REQUIRED WORK.
a) Translate this sentence from the science fiction acquisitions post into Spanish: "I’ve only read one story by Lester del Rey, “To Avenge Man”, but it remains one of my favorite short works."
b) The science fiction acquisitions post says the writer looks forward to Lester del Rey's short stories. Explain why in one to three sentences, using the reasons the post gives.

SOURCE DOCUMENT.
Updates: Recent Science Fiction Acquisitions No. LVII (del Rey + Knight + Pohl + Kornbluth + Weinbaum)

A nice collection of old, venerable, classic authors….  I’ve yet to read any of Weinbaum’s pulp — a short story collection is probably a good place to start…. I was somewhat impressed with Lester del Rey’s The Eleventh Commandment (1962) so I look forward to his short stories — and, the fantastic Richard Powers collage cover will be a welcome addition to my collection.

1. A Martian Odyssey (variant title: A Martian Odyssey and Other Classics of Science Fiction), Stanley G. Weinbaum (1962) (MY REVIEW)

(Robert E. Shultz’s cover for the 1966 edition)

From the back cover: “Weinbaum exploded on the science-fiction world with the impact of a 100-megaton bob with his wirst story, ‘A Martian Odyssey’… [His stries] were all interplanetary adventures with original plots, crisp, believable dialogue, and mature and human love interests.  Weinbaum endowed us with alien entities that were truly alien.”

2. Mortals and Monsters, Lester del Rey (1965) (MY REVIEW)

(Richard Powers’ cover for the 1965 edition)

From the back cover:  Science fiction’s most argumentative writer.  Mr. del Rey is an authority on music, religion, biology, witchcraft, extra sensory perception,  flying saucer and worse.  In fact, he would probably be unbearable if it were not for his sense of humor, wit and love of fallible humanity.  This is what makes him a good writer.  In fact, very good indeed.  Science fiction hans have long known this.”

3. A for Anything (variant title: The People Maker), Damon Knight (1959)

(Paul Lehr’s cover for the 1965 edition)

From the back cover: “Gismo.  The Gismo was a simple-looking contrivance of wood and copper and glass.  It could only do one think: duplicate an exact replica of anything placed on it.  Jet planes, old masters, money, you name it:  the gismo could duplicate it.  The golden age of man’s leisure had arrived.  But then… In the middle of the twenty first century man returns to all the horrors of medieval serfdom.  A society where everything is supplied by the Gismo can only produce a rigidly stratified social order.  Underlying the whole civilization are the Slobs — the slaves at the bottom who wait patiently for the day when…”

4. Wolfbane, Frederik Pohl and C. M. Kornbluth (1957)

(Ken Barr’s cover for the 1976 edition)

From the back cover: “Six-sevenths of the human race was dead!  The pyramid creatures had taken over.  Man was reduced to an organic component in their vast machine.  Servile.  Hopeless.  All but one.  He held the key to humanity’s survival and the future of the universe.  They called him Wolf.”

10 Replies to “Updates: Recent Science Fiction Acquisitions No. LVII (del Rey + Knight + Pohl + Kornbluth + Weinbaum)”

  1. Love that Paul Lehr cover. I have yet to see one of his that I don’t like and want to own.

    I’ve only read one story by Lester del Rey, “To Avenge Man”, but it remains one of my favorite short works. I need to pick up a collection of his work.

    1. Yes, it’s great. I sort of like the Ken Barr cover as well — and considering the cover blurb (pyramid aliens) he did a pretty good job making it NOT cheesy… hehe. But knowing the authors, the work is more of a satire…

  2. A for Anything is one of those rare novels that I re-read every couple of years, but I come away disappointed each time. It feels like it ought to be better than it is, but I guess that between the Inevitable Reversion To Feudalism to which too much science fiction is prone and the Solution To Everything Is To SPACE! it feels like a placeholder for a better book.

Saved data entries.
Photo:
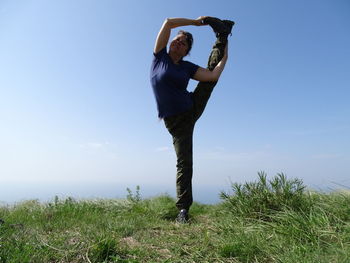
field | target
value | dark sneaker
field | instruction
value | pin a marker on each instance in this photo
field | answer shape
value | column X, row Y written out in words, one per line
column 182, row 217
column 229, row 24
column 220, row 28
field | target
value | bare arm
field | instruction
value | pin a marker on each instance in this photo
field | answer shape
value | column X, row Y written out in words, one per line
column 169, row 23
column 206, row 75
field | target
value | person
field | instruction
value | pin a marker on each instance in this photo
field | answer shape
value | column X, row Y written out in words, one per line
column 180, row 109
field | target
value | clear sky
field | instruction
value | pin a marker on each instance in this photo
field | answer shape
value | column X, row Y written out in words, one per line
column 77, row 108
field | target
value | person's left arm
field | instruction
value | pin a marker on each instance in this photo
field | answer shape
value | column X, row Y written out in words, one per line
column 205, row 75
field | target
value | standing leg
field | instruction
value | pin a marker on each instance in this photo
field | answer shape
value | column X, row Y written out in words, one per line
column 181, row 128
column 203, row 90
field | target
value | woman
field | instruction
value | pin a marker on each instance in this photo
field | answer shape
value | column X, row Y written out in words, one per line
column 179, row 108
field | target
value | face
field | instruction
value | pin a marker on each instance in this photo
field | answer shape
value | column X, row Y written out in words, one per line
column 179, row 45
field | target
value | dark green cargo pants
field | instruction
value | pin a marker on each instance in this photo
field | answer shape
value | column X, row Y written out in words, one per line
column 181, row 128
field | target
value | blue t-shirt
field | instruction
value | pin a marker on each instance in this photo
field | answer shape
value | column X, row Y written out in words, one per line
column 169, row 82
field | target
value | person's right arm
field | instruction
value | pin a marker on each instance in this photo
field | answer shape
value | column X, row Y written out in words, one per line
column 205, row 75
column 169, row 23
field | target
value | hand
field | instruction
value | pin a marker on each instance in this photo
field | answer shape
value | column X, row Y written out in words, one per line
column 198, row 21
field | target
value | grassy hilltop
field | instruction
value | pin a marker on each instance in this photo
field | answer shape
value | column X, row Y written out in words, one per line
column 264, row 221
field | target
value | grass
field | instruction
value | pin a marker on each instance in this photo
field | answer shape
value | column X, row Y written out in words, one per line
column 273, row 220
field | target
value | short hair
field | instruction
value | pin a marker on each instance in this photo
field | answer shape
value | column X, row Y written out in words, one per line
column 189, row 39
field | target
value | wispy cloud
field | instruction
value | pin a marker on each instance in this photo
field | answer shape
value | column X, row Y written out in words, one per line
column 325, row 156
column 94, row 145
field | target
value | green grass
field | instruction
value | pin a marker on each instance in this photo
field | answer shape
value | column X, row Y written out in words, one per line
column 273, row 220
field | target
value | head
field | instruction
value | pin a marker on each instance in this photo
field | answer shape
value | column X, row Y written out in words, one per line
column 182, row 43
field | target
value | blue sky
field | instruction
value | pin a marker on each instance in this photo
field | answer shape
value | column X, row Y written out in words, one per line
column 77, row 109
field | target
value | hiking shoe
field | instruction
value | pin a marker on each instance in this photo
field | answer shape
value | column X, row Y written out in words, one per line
column 220, row 28
column 229, row 24
column 182, row 217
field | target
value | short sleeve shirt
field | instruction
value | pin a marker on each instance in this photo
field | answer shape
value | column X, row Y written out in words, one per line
column 169, row 82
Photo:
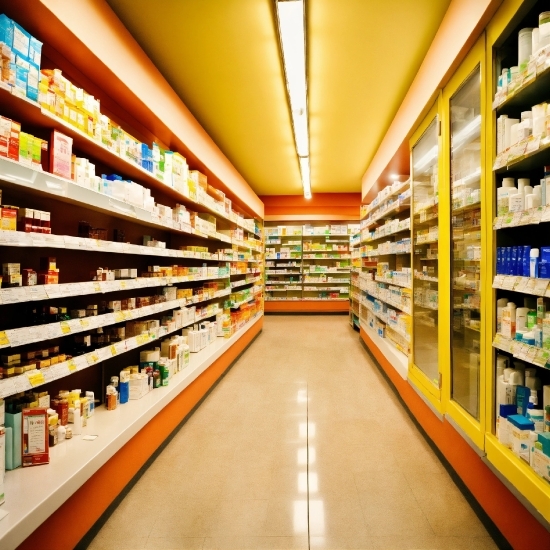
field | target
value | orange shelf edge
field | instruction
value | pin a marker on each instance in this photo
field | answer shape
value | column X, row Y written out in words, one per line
column 73, row 519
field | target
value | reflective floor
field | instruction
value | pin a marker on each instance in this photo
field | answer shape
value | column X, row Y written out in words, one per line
column 302, row 445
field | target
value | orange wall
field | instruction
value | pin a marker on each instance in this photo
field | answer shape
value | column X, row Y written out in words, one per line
column 462, row 25
column 93, row 39
column 322, row 206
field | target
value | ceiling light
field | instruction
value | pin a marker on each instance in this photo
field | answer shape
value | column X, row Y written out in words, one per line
column 291, row 26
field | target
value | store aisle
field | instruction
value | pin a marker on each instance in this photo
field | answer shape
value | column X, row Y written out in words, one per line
column 302, row 444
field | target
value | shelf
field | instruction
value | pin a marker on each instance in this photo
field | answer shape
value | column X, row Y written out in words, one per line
column 525, row 285
column 43, row 183
column 392, row 282
column 41, row 333
column 365, row 241
column 467, row 208
column 398, row 359
column 35, row 378
column 525, row 352
column 74, row 461
column 30, row 113
column 524, row 157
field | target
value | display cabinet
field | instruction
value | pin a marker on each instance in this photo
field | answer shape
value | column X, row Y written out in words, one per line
column 519, row 154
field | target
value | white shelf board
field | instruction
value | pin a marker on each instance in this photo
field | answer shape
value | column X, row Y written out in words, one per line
column 33, row 493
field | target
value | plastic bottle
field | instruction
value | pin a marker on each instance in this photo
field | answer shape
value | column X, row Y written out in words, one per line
column 509, row 320
column 535, row 414
column 534, row 262
column 526, row 258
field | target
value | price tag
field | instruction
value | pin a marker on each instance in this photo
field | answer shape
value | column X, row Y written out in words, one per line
column 118, row 316
column 545, row 214
column 36, row 292
column 36, row 378
column 13, row 295
column 18, row 336
column 536, row 214
column 509, row 282
column 81, row 362
column 525, row 218
column 92, row 358
column 22, row 383
column 541, row 286
column 542, row 357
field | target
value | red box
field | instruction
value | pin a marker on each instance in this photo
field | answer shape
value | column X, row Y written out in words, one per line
column 34, row 438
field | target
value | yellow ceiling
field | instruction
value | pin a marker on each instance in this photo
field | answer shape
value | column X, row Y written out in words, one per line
column 222, row 58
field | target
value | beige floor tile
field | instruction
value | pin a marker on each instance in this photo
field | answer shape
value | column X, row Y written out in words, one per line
column 336, row 517
column 275, row 543
column 109, row 539
column 344, row 543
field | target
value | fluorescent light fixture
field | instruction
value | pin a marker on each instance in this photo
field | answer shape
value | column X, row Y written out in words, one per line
column 291, row 25
column 306, row 181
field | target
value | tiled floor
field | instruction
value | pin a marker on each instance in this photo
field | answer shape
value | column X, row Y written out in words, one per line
column 302, row 445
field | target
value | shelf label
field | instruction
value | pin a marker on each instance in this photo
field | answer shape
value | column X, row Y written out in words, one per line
column 498, row 281
column 36, row 378
column 509, row 283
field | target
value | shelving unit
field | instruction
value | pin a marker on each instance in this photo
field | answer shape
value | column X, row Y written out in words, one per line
column 212, row 272
column 308, row 265
column 526, row 227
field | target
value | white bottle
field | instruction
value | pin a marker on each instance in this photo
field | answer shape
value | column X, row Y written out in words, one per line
column 509, row 320
column 521, row 319
column 77, row 428
column 501, row 304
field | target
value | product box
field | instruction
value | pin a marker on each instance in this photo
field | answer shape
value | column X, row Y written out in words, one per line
column 35, row 449
column 60, row 154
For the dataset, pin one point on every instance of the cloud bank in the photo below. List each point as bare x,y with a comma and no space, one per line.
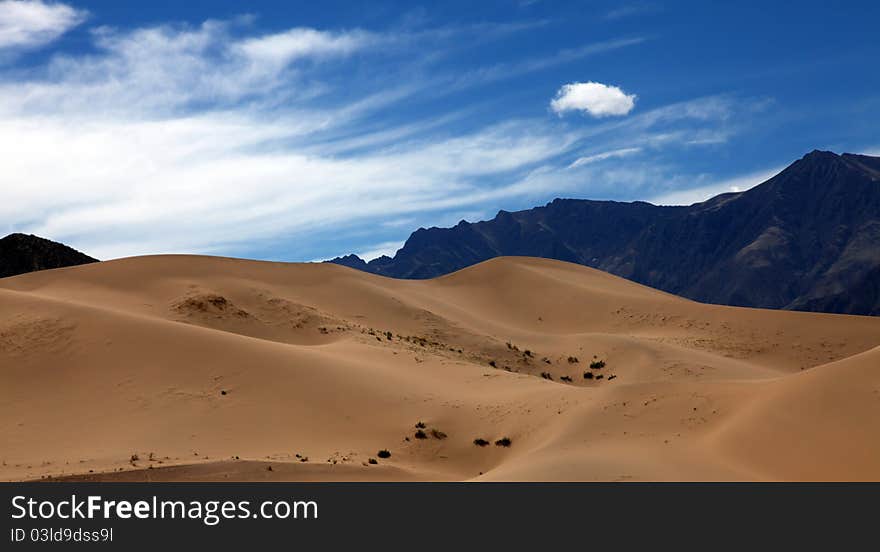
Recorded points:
26,24
294,145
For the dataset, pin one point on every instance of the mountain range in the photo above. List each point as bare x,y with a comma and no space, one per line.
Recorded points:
21,253
806,239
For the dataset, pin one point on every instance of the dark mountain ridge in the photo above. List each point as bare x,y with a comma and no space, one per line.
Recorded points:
806,239
21,253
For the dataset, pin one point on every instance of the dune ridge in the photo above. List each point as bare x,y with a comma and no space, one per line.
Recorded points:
206,368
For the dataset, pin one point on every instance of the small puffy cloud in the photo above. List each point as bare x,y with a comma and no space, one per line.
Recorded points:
595,98
33,23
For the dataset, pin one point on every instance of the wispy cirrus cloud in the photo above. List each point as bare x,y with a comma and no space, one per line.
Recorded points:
26,24
215,137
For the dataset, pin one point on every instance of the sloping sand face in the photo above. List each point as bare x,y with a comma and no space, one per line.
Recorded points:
203,368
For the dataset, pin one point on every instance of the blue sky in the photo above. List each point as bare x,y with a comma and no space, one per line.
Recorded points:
304,130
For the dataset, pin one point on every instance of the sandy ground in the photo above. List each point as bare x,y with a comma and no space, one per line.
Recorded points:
202,368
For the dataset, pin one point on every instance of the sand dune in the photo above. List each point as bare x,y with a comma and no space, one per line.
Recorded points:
205,368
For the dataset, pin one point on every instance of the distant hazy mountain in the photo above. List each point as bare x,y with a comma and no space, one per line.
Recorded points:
20,253
807,239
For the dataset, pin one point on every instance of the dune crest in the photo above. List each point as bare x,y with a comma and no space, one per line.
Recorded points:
206,368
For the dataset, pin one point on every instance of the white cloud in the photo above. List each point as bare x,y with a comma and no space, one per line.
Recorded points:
180,138
702,193
282,48
32,23
595,98
377,250
595,158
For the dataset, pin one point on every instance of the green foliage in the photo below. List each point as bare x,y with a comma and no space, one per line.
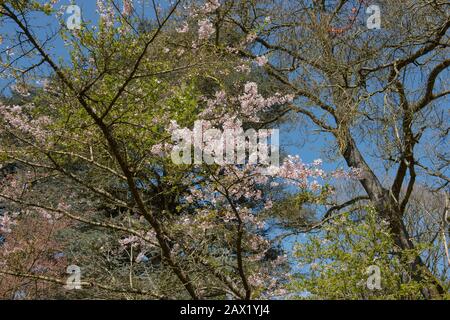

RESULTS OF THE EXERCISE.
a) Solo he leído un relato de Lester del Rey, «To Avenge Man», pero sigue siendo una de mis obras cortas favoritas.

b) The writer was somewhat impressed with del Rey's novel The Eleventh Commandment (1962), so the short stories are something to look forward to. The writer also notes that the book's Richard Powers collage cover will be a welcome addition to the collection.